Exercise brief - Return only the lines starting at the line that contains "Detect silver van body in this picture." and ending with the final line of the listing; include both endpoints.

━━━

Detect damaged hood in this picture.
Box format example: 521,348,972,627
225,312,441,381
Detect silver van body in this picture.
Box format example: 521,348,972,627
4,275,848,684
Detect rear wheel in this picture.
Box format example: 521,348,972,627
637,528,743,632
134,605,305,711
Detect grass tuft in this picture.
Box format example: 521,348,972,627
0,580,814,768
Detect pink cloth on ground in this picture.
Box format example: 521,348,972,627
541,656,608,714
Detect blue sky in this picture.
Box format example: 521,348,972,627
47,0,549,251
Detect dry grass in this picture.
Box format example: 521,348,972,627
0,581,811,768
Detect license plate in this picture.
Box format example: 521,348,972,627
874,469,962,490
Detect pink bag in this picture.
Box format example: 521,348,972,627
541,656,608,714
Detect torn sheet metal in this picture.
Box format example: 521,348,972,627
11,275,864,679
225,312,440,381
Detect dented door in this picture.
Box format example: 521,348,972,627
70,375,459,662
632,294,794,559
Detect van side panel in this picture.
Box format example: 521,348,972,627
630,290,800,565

━━━

Full answer -
Detect silver van body in this picture.
Box format example: 521,348,972,627
4,275,848,684
Detect rear wheel in this picture.
Box format example: 521,348,972,627
637,528,743,632
134,605,305,711
Detect grass tuft in this picture.
Box format example: 521,348,972,627
0,580,814,768
Detect pink cloth on ground in this picture.
Box format example: 521,348,972,627
541,656,608,714
Detect blue sky in this picture.
Box format example: 521,348,972,627
47,0,549,251
Detect dry grass in this picture.
Box format example: 521,348,972,627
0,581,811,768
Detect license plate in this picture.
Box format example: 521,348,972,627
874,469,962,490
Detect pink bag in this picture.
Box format example: 521,348,972,627
541,656,608,714
Detect torn sheet metal in this picture.
Box format example: 521,348,972,627
11,275,864,679
225,312,440,381
Detect dented door in this picture.
Box format example: 521,348,972,627
70,375,459,662
632,294,794,559
Detect van side panel in this picture.
Box format example: 521,348,972,627
630,290,800,565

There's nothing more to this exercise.